## EXERCISE DIRECTIONS
Return each of the items below verbatim, leaving out the pictures.

## PROVIDED MATERIAL
---------------
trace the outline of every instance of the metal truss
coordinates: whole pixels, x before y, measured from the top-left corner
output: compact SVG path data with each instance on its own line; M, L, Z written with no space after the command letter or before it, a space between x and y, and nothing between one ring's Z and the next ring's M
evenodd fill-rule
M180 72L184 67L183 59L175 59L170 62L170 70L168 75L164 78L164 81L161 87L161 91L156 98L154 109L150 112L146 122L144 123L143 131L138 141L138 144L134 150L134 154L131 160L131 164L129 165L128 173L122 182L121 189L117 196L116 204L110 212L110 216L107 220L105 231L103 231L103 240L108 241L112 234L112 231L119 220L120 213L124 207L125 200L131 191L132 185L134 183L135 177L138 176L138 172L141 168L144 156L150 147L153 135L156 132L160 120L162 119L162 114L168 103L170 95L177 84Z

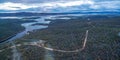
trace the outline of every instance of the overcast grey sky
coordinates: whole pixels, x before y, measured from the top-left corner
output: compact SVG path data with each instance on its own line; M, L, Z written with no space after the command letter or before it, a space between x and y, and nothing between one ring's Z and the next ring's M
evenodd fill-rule
M0 12L120 11L120 0L0 0Z

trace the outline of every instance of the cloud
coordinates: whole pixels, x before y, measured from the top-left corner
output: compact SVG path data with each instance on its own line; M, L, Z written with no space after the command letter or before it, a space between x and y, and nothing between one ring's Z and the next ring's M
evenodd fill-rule
M29 9L29 8L36 8L35 5L25 5L21 3L12 3L12 2L6 2L0 4L0 10L23 10L23 9Z
M32 0L33 1L33 0ZM37 1L37 0L36 0ZM42 1L42 0L40 0ZM0 3L0 10L7 11L29 11L35 10L39 12L54 12L54 11L116 11L120 9L120 1L109 0L57 0L42 3L15 3L5 2Z

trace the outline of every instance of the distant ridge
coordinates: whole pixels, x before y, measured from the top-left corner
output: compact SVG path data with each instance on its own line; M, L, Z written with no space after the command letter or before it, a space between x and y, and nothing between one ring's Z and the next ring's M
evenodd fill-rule
M41 15L64 15L64 14L108 14L120 15L120 12L65 12L65 13L36 13L36 12L15 12L15 13L0 13L3 16L41 16Z

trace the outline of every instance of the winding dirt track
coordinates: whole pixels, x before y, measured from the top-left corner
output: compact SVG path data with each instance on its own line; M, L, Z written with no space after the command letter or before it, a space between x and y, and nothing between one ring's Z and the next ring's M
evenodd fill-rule
M24 43L24 44L22 44L22 45L33 45L33 46L38 46L38 47L40 47L40 48L44 48L44 49L46 49L46 50L49 50L49 51L56 51L56 52L66 52L66 53L67 53L67 52L68 52L68 53L79 52L79 51L84 50L85 47L86 47L87 38L88 38L88 32L89 32L89 30L86 30L85 39L84 39L82 48L76 49L76 50L73 50L73 51L59 50L59 49L54 49L54 48L46 47L46 46L44 45L44 42L41 42L41 41L30 42L30 43ZM43 41L44 41L44 40L43 40ZM16 46L21 46L21 44L17 44ZM11 46L11 47L9 47L9 48L13 48L14 52L16 53L16 52L17 52L16 46L14 45L14 46ZM5 49L0 50L0 52L2 52L2 51L4 51L4 50L5 50ZM15 55L16 55L16 54L15 54ZM17 53L17 55L18 55L18 53ZM18 56L15 56L15 57L18 57Z
M86 30L85 39L84 39L82 48L76 49L76 50L73 50L73 51L59 50L59 49L54 49L54 48L46 47L46 46L44 45L44 42L41 42L41 41L24 43L24 44L17 44L16 46L21 46L21 45L33 45L33 46L38 46L38 47L40 47L40 48L44 48L44 49L49 50L49 51L68 52L68 53L79 52L79 51L84 50L85 47L86 47L87 38L88 38L88 33L89 33L89 30ZM44 40L43 40L43 41L44 41ZM16 51L16 46L14 45L14 46L11 46L11 47L9 47L9 48L13 48L14 52L17 52L17 51ZM6 49L8 49L8 48L6 48ZM5 49L0 50L0 52L2 52L2 51L4 51L4 50L5 50ZM17 55L18 55L18 53L17 53ZM16 57L18 57L18 56L16 56Z

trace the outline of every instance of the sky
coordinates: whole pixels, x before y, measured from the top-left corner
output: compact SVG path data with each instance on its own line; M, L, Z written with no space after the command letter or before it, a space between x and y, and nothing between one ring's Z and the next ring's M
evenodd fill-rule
---------------
## FINISHED ANSWER
trace the outline of every instance of the metal truss
coordinates: whole pixels, x before y, measured from the top-left corner
output: compact SVG path data with each instance on its own line; M, L, Z written with no space after the command letter or before it, a space between x and y, and nothing between one ring's Z and the next ring's M
evenodd fill-rule
M180 72L184 67L183 59L175 59L170 62L170 70L168 75L164 78L164 81L161 87L161 91L156 98L154 109L150 112L146 122L144 123L143 131L138 141L138 144L134 150L134 154L131 160L131 164L129 165L128 173L122 182L121 189L117 196L116 204L110 212L110 216L107 220L105 231L103 231L103 240L108 241L112 234L112 231L119 220L120 213L124 207L125 200L131 191L132 185L134 183L135 177L138 176L138 172L141 168L144 156L150 147L153 135L156 132L160 120L162 119L162 114L168 103L170 95L177 84Z

trace the outline of every instance of the overcast grey sky
coordinates: whole pixels, x before y, measured from the top-left corner
output: compact SVG path data with each instance on its own line; M, L, Z written with no space after the command letter or before it, a space between x and y, and nothing between one ring's Z and the next ring's M
evenodd fill-rule
M0 12L120 11L120 0L0 0Z

trace the outline of every instance of the cloud
coordinates: whole pixels, x before y, measured from the top-left corner
output: compact SVG path data with each instance on its own line; M, L, Z written with no space after the command letter or before it, a space between x and y, and nothing between one ring's Z and the next ring's M
evenodd fill-rule
M29 9L29 8L36 8L35 5L25 5L21 3L12 3L12 2L6 2L0 4L0 10L23 10L23 9Z
M32 0L33 1L33 0ZM37 1L37 0L36 0ZM42 1L42 0L40 0ZM0 3L0 10L7 11L29 11L35 10L39 12L54 12L54 11L116 11L120 9L120 1L109 0L57 0L42 3L15 3L5 2Z

trace the outline of every instance of the distant ridge
coordinates: whole pixels, x before y, measured from the top-left corner
output: compact SVG path data with each instance on its own line; M, L, Z written with no space after the command letter or before it, a space between x and y, and nothing between one ring's Z and the next ring's M
evenodd fill-rule
M41 15L64 15L64 14L108 14L120 15L120 12L65 12L65 13L36 13L36 12L15 12L15 13L0 13L3 16L41 16Z

trace the outline of every instance of the winding dirt track
coordinates: whole pixels, x before y, measured from the top-left corner
output: compact SVG path data with each instance on its own line; M, L, Z written with no space after the command letter or before it, a space between x and y, and nothing between one ring's Z and the next ring's M
evenodd fill-rule
M24 43L24 44L22 44L22 45L33 45L33 46L38 46L38 47L40 47L40 48L44 48L44 49L46 49L46 50L49 50L49 51L56 51L56 52L66 52L66 53L67 53L67 52L68 52L68 53L79 52L79 51L84 50L85 47L86 47L87 38L88 38L88 32L89 32L89 30L86 30L85 39L84 39L82 48L76 49L76 50L73 50L73 51L59 50L59 49L54 49L54 48L46 47L46 46L44 45L44 42L41 42L41 41L30 42L30 43ZM43 41L44 41L44 40L43 40ZM16 46L21 46L21 44L17 44ZM11 46L11 47L9 47L9 48L13 48L14 52L16 53L16 52L17 52L16 46L14 45L14 46ZM5 49L0 50L0 52L2 52L2 51L4 51L4 50L5 50ZM15 55L16 55L16 54L15 54ZM17 53L17 55L18 55L18 53ZM18 56L15 56L15 57L18 57Z
M86 30L85 39L84 39L82 48L76 49L76 50L73 50L73 51L59 50L59 49L54 49L54 48L46 47L46 46L44 45L44 42L41 42L41 41L24 43L24 44L17 44L16 46L21 46L21 45L33 45L33 46L38 46L38 47L40 47L40 48L44 48L44 49L49 50L49 51L68 52L68 53L79 52L79 51L84 50L85 47L86 47L87 38L88 38L88 33L89 33L89 30ZM44 40L43 40L43 41L44 41ZM16 51L16 46L14 45L14 46L11 46L11 47L9 47L9 48L13 48L14 52L17 52L17 51ZM6 49L8 49L8 48L6 48ZM5 49L0 50L0 52L2 52L2 51L4 51L4 50L5 50ZM17 55L18 55L18 53L17 53ZM16 57L18 57L18 56L16 56Z

trace the outline of every instance of the sky
coordinates: whole pixels, x before y, measured from the top-left corner
output: compact SVG path data with each instance on its own line; M, L, Z written with no space after the command letter or before it, a space between x and y, and nothing between one ring's Z and the next ring's M
evenodd fill-rule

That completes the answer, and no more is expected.